-- Records provided --
((
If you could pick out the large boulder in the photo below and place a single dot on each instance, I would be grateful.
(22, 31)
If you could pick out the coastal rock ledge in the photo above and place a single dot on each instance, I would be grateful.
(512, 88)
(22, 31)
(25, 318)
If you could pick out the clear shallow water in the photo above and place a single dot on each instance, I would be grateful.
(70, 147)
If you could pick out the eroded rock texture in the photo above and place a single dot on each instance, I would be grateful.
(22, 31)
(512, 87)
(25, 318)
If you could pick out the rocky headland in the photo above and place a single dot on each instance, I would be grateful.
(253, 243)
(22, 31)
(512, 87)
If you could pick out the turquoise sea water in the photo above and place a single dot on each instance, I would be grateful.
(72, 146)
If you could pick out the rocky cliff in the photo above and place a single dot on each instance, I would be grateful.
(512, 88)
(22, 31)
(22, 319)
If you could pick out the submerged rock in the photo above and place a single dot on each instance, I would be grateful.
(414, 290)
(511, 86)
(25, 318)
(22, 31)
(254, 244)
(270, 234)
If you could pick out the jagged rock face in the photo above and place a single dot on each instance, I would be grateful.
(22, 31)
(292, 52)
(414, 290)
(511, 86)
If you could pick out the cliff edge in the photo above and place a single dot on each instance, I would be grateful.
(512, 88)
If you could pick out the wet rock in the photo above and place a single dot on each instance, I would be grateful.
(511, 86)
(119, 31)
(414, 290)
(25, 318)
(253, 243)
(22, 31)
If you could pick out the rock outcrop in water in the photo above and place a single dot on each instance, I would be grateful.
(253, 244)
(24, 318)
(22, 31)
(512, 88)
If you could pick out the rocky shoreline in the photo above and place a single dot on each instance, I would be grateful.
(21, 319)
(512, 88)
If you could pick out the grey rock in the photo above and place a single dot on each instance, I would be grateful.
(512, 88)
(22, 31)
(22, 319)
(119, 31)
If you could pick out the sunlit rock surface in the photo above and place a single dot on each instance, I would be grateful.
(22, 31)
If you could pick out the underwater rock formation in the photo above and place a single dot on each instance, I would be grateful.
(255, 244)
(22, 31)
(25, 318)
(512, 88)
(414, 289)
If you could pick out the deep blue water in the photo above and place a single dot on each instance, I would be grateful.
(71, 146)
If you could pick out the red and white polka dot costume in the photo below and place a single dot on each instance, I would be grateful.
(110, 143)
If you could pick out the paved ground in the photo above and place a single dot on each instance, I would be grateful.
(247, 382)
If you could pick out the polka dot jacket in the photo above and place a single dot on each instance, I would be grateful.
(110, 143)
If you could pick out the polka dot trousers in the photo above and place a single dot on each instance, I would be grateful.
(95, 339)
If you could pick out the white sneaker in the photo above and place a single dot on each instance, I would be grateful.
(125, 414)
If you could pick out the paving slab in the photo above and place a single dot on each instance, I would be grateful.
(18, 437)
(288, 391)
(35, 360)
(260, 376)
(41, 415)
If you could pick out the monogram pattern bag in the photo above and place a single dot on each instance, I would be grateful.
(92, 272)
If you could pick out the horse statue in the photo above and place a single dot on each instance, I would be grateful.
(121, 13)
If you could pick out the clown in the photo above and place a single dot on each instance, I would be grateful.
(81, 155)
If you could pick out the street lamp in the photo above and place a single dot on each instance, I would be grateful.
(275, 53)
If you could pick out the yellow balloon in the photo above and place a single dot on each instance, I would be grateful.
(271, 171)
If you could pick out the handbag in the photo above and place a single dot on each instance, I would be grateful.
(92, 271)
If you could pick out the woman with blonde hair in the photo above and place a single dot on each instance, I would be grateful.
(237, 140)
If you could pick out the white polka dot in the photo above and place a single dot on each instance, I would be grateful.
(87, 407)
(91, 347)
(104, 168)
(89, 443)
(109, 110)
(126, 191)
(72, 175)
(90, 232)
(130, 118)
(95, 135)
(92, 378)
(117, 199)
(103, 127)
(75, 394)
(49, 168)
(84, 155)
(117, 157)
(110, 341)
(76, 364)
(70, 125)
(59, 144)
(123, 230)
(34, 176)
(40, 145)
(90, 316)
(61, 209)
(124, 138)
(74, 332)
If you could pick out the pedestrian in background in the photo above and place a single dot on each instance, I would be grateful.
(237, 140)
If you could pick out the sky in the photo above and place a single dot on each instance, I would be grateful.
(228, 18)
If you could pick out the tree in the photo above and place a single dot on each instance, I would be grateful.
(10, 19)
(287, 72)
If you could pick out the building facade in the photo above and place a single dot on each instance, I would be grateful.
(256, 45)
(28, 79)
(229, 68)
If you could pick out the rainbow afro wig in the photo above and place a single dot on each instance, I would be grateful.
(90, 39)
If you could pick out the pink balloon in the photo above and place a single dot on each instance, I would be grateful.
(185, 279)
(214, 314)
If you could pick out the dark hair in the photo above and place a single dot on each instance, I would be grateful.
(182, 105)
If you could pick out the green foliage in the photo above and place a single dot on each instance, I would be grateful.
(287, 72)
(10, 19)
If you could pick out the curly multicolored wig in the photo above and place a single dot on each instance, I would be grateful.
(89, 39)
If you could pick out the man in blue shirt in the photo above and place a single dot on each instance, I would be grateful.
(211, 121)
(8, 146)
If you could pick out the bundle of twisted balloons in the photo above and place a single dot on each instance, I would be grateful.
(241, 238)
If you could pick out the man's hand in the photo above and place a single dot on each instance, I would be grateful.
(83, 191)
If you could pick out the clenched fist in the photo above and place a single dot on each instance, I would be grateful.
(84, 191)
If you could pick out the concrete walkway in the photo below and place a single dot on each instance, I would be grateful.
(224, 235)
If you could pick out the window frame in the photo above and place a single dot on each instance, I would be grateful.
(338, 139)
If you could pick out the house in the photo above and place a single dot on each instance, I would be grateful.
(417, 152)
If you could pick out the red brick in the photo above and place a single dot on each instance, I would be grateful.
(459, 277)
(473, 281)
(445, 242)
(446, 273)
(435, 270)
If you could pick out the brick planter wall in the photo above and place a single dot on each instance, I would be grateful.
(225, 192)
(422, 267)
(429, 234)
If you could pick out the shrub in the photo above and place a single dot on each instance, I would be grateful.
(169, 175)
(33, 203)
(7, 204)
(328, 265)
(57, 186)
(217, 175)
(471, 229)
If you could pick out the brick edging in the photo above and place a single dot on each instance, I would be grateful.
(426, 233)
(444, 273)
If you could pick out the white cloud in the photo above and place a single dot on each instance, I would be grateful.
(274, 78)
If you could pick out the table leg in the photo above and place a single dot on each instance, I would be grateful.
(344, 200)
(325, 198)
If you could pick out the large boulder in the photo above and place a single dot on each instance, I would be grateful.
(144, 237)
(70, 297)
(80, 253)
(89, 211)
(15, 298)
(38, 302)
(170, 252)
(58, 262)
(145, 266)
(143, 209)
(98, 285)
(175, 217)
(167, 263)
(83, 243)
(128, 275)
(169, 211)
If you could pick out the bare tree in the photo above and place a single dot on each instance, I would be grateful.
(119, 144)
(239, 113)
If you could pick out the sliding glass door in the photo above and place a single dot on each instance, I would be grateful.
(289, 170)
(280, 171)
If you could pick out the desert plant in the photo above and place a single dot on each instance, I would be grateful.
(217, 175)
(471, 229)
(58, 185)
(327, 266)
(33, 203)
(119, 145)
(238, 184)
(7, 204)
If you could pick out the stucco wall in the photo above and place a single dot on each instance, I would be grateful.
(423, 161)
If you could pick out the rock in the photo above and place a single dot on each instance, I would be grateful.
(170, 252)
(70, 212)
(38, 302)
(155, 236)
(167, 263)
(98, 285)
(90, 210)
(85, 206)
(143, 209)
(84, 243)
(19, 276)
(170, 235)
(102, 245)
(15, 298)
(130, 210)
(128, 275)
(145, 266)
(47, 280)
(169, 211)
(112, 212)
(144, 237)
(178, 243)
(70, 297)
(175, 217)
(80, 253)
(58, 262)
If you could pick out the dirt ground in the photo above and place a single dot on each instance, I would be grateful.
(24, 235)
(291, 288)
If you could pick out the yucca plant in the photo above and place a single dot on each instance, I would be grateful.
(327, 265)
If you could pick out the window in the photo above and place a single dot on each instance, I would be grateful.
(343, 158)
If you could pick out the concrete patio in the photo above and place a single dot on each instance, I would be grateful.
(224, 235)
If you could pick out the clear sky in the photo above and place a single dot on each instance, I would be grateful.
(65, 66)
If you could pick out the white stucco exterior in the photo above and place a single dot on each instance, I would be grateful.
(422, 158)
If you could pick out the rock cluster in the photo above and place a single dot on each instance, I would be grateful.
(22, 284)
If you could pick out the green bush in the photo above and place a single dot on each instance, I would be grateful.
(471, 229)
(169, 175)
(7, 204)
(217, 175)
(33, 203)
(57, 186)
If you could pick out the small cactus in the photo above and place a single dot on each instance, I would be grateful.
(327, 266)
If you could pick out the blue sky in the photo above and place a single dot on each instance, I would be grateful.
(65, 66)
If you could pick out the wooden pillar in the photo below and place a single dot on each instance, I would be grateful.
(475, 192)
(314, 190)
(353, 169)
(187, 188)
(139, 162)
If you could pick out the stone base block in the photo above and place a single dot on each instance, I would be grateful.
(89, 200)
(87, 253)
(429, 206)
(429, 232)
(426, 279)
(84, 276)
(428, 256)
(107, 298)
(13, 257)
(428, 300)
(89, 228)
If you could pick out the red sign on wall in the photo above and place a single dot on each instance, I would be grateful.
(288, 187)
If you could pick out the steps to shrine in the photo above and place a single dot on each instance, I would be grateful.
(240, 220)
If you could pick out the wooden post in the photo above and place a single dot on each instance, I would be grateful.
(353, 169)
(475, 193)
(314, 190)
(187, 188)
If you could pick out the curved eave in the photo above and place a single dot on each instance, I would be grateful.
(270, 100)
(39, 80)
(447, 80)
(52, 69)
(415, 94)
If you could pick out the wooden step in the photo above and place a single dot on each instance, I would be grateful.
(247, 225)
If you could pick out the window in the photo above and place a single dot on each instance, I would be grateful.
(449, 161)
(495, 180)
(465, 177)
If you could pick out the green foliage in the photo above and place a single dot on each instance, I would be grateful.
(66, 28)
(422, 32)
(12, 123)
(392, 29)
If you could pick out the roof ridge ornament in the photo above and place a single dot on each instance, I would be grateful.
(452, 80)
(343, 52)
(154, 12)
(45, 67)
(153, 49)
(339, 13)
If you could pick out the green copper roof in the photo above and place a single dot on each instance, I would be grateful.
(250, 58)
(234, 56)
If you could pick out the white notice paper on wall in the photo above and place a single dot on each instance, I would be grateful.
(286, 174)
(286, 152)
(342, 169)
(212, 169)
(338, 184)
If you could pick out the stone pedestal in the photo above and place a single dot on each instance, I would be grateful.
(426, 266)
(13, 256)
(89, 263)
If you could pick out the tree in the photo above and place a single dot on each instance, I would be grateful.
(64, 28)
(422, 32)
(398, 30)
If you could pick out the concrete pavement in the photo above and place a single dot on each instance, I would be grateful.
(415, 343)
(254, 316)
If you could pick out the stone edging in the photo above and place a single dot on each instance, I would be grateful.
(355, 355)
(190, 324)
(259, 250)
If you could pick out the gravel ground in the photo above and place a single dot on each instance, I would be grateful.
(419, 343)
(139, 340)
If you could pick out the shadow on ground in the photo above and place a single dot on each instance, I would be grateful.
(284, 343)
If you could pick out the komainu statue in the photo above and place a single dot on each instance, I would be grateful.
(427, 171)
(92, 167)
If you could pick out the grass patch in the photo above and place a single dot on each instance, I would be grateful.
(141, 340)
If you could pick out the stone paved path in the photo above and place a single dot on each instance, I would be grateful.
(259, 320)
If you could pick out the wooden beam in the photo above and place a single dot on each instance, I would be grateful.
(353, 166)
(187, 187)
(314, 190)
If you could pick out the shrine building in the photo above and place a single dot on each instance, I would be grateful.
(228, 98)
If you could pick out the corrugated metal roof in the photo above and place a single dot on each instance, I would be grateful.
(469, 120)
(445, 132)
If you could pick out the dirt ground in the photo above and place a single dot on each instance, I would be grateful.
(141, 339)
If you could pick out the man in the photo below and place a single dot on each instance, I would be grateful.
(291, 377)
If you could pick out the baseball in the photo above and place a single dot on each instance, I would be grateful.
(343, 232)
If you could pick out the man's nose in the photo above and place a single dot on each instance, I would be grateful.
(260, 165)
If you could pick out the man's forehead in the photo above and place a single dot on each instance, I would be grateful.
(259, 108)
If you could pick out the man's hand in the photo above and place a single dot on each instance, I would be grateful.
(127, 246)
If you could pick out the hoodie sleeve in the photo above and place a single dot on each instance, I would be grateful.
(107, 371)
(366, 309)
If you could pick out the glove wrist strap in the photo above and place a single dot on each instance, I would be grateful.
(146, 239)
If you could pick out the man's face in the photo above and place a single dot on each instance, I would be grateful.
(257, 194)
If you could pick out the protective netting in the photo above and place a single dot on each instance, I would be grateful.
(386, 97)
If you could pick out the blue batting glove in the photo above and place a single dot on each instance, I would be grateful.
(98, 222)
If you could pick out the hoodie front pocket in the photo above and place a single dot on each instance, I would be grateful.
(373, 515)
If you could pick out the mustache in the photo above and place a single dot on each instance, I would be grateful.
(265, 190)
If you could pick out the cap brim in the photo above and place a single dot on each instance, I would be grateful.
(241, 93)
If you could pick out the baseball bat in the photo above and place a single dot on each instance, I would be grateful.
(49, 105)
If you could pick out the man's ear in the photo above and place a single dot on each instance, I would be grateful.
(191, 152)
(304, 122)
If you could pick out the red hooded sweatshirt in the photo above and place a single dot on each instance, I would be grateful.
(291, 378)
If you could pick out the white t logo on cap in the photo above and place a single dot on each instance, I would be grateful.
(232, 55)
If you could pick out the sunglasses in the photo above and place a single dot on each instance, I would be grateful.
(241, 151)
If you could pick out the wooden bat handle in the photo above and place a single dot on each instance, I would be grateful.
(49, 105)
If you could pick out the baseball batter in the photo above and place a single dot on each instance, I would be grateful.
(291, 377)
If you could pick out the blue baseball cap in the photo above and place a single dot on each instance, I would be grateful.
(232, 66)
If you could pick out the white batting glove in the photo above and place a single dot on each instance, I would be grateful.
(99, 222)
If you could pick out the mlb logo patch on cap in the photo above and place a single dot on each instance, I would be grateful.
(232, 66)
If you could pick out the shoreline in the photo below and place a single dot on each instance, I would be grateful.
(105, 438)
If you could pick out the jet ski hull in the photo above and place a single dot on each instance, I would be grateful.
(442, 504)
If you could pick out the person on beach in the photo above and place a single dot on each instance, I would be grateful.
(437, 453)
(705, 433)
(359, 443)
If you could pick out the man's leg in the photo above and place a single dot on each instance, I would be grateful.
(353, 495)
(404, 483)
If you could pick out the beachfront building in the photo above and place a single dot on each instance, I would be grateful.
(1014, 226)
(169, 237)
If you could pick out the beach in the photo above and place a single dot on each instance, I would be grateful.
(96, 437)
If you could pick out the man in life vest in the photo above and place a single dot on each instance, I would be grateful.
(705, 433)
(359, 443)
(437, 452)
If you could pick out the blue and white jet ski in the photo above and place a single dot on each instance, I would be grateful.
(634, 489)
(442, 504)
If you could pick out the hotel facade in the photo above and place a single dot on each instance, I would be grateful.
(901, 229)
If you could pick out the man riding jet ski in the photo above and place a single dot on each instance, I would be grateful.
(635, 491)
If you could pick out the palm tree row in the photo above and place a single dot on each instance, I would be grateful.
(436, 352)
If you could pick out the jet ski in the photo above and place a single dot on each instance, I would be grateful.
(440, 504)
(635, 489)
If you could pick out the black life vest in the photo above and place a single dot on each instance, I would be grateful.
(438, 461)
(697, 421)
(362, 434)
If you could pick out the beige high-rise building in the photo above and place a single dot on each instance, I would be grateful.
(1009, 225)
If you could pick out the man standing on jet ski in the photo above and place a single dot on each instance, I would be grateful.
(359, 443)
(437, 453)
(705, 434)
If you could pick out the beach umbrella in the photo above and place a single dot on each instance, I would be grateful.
))
-- Aim of the exercise --
Each line from the one containing "If you could pick out the jet ski in" to the end of the listing above should be copied exactly, and nothing else.

-- Correct result --
If you could pick out the jet ski in the photo above and place a single dot on each instance, I would be grateful.
(440, 504)
(635, 489)
If you could pick out the black life vest in the photo above and place a single dot on each instance, I would be grateful.
(438, 461)
(697, 421)
(362, 434)
If you could pick out the beige high-rise building in the photo above and place a single dot on each instance, I would be grateful.
(1009, 225)
If you could pick out the man standing on jet ski in the photo above and place a single dot on each instance, I would be grateful.
(359, 443)
(437, 453)
(705, 434)
If you could pick out the beach umbrella in the photo above and place a single dot on each instance, I would be grateful.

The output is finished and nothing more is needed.